Artikel ->
+++++

RSS Feed

Banjir itu Bukan Bencana

Posted by Maliq Abd

Banjir yang terjadi di beberapa wilayah Indonesia di saat musim hujan, sejatinya bukanlah permasalahan yang datang tiba-tiba, karena sudah menjadi bagian dari iklim tropis negeri ini.

Bahkan dengan teknologi super canggih yang sedang berkembang, peristiwa alam itu dapat diketahui sebelum datang, melalui pusat informasi Badan Meteorologi Klimatologi dan Geofisika (BMKG) yang menyebar ke aplikasi, hingga sampai ke tangan kita.



Solusi dan antisipasi datangnya banjir itu pun sudah banyak diterapkan oleh pemegang kebijakan negeri ini, dengan mengundang beberapa pakar dan ahli di bidang tersebut.

Lantas, mengapa masih terjadi banjir? Bahkan membawa korban jiwa karena hanyut terbawa derasnya arus banjir, seperti yang terjadi di Kabupaten Kampar, Provinsi Riau, yang telah merenggut nyawa dua orang warga.

Secara kodrati, manusia tidak menginginkan hal itu terjadi, yakni adanya korban jiwa akibat banjir, karena hilangnya nyawa salah satu saudara kita pasti membawa kesedihan bagi semua.

Upaya pemerintah dan pemegang kebijakan di berbagai daerah pun kita akui telah maksimal melakukan antisipasi sejak dini. Buktinya, coba dibedah setiap APBD di berbagai daerah, hampir dipastikan ada anggaran antisipasi bencana setiap tahun, dan anggaran itu juga hampir dipastikan terpakai.

Meski demikian masih ada beberapa pihak dan media massa yang mengkritik serta menyudutkan pemegang kebijakan, kemudian membuat opini publik terkait langkah pemerintah yang tidak banyak bergerak dalam mengantisipasi banjir.

Hal itu wajar, karena hidup tidak selalu berjalan normatif dan lurus. Pastinya pemegang kebijakan tahu bagaimana menyikapi kritikan itu sebagai masukan. Jika memang demikian, kritikan itu akan diterima beserta solusinya dan perlahan namun pasti solusi itu akan diterapkan dalam kenyataan pembangunan bertahap.

+++++

Data yang Diberikan ->

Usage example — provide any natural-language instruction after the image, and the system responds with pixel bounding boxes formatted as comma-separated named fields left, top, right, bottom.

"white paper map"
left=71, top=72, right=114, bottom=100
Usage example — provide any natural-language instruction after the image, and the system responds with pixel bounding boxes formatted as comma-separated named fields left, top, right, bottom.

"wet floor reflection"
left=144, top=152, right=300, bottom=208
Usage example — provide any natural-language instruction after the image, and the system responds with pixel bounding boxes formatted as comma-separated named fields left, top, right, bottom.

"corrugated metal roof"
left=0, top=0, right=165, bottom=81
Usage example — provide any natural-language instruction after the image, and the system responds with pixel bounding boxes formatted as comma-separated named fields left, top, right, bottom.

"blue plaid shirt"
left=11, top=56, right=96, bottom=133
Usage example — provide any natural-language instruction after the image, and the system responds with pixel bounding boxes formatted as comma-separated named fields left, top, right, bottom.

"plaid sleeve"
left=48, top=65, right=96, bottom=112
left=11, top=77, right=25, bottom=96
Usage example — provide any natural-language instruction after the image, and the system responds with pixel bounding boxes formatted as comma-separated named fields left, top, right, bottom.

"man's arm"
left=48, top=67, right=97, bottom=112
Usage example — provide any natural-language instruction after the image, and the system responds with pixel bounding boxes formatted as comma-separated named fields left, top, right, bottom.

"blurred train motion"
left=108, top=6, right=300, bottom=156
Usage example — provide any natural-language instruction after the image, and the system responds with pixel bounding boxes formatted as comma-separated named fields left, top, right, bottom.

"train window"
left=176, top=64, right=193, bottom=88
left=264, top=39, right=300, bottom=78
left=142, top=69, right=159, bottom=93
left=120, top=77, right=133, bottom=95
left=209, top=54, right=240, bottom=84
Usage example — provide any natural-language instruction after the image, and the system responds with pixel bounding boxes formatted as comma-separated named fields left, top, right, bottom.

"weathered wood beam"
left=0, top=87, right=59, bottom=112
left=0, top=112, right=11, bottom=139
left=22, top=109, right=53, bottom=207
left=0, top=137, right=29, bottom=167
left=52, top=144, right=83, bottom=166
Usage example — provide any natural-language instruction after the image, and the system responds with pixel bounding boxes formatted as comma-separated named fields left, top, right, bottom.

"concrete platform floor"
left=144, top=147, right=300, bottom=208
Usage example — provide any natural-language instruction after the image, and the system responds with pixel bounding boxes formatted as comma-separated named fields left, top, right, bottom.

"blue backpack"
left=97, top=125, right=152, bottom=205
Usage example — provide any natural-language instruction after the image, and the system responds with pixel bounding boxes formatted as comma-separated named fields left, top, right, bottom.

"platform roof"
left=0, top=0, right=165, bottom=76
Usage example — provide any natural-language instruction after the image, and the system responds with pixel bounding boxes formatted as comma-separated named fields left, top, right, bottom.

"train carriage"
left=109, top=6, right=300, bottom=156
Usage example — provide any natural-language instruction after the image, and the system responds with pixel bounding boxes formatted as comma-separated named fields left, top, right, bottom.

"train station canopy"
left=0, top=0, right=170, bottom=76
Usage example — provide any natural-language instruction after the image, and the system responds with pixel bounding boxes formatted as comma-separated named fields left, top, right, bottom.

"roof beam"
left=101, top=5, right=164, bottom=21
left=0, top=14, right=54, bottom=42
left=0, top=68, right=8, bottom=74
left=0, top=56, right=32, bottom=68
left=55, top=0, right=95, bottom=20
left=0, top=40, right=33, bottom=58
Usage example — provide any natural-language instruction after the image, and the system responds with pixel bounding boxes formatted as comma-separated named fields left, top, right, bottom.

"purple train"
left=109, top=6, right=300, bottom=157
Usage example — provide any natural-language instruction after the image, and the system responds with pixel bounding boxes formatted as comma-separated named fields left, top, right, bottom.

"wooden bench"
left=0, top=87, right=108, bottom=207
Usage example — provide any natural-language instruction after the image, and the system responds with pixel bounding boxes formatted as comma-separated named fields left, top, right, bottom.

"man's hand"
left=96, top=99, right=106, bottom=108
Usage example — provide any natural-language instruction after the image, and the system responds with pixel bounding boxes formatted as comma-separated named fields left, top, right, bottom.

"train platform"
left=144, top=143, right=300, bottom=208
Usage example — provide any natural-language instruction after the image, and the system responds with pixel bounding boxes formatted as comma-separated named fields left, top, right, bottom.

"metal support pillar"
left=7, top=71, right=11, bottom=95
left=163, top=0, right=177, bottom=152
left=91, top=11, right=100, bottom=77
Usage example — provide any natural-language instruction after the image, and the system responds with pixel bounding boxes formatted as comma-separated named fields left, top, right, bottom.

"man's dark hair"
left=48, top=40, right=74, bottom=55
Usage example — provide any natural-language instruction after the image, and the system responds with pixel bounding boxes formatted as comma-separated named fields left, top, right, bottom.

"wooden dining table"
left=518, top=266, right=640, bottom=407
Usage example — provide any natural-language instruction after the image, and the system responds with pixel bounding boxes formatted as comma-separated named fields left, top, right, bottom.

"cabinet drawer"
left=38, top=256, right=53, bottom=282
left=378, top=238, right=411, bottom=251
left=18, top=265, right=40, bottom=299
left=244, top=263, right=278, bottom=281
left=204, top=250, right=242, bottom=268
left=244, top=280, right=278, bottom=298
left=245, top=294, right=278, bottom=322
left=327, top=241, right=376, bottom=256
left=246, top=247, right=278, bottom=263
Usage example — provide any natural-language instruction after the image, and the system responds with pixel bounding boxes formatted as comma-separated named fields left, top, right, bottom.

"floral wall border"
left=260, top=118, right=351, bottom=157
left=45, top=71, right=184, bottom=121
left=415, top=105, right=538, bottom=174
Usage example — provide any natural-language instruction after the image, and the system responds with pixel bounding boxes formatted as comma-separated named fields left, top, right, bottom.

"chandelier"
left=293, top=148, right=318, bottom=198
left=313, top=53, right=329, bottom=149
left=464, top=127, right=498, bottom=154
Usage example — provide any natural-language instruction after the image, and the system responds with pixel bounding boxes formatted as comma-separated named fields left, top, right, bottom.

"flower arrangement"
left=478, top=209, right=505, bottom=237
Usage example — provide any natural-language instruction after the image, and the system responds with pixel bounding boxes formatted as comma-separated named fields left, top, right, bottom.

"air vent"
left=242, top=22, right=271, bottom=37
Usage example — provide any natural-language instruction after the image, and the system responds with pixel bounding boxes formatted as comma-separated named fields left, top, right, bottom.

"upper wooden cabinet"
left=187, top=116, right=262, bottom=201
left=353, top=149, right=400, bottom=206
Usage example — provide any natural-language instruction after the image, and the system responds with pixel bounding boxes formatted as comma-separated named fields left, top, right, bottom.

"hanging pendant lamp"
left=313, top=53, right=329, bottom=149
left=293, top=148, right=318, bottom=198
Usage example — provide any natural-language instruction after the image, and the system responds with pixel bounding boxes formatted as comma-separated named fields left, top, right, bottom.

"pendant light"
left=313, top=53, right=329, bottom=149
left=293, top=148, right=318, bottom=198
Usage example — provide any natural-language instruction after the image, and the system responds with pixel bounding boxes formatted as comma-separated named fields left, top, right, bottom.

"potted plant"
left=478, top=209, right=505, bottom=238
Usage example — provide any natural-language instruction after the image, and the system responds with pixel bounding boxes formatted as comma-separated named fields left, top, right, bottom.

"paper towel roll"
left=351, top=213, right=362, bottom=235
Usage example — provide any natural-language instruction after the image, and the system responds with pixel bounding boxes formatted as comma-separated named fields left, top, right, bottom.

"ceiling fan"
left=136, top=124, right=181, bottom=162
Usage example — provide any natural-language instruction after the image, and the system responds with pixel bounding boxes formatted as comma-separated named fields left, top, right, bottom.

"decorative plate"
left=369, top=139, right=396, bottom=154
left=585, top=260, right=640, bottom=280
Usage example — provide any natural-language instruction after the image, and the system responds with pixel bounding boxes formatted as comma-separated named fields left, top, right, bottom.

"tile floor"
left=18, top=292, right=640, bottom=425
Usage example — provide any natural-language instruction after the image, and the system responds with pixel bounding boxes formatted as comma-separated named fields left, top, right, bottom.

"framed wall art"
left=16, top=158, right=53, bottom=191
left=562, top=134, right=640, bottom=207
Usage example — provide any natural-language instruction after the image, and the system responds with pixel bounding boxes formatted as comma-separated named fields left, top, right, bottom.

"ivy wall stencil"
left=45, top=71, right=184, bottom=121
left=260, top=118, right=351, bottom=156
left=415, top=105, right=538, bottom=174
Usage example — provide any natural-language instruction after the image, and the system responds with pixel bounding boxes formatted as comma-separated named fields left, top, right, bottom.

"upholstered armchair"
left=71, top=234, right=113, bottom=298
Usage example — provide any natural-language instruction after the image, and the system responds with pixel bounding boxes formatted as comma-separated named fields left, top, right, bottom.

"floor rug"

+++++

Soal A -> Jelaskan mengapa artikel tentang banjir menyebut banjir di musim hujan bukan permasalahan yang datang tiba-tiba.
Soal B -> Menurut artikel tentang banjir, di kabupaten mana banjir merenggut nyawa dua orang warga?
Soal C -> Ketik ulang seluruh bagian artikel tentang banjir, mulai dari "Lantas, mengapa masih" terus ke bawah hingga "hampir dipastikan terpakai.".

Penyelesaian A -> Banjir di musim hujan sudah menjadi bagian dari iklim tropis Indonesia, sehingga bukan hal yang datang tiba-tiba. Selain itu, kedatangannya dapat diketahui lebih dulu melalui pusat informasi BMKG yang menyebar lewat aplikasi hingga sampai ke tangan masyarakat.

Penyelesaian B -> Di Kabupaten Kampar, Provinsi Riau.

Penyelesaian C ->
Lantas, mengapa masih terjadi banjir? Bahkan membawa korban jiwa karena hanyut terbawa derasnya arus banjir, seperti yang terjadi di Kabupaten Kampar, Provinsi Riau, yang telah merenggut nyawa dua orang warga.

Secara kodrati, manusia tidak menginginkan hal itu terjadi, yakni adanya korban jiwa akibat banjir, karena hilangnya nyawa salah satu saudara kita pasti membawa kesedihan bagi semua.

Upaya pemerintah dan pemegang kebijakan di berbagai daerah pun kita akui telah maksimal melakukan antisipasi sejak dini. Buktinya, coba dibedah setiap APBD di berbagai daerah, hampir dipastikan ada anggaran antisipasi bencana setiap tahun, dan anggaran itu juga hampir dipastikan terpakai.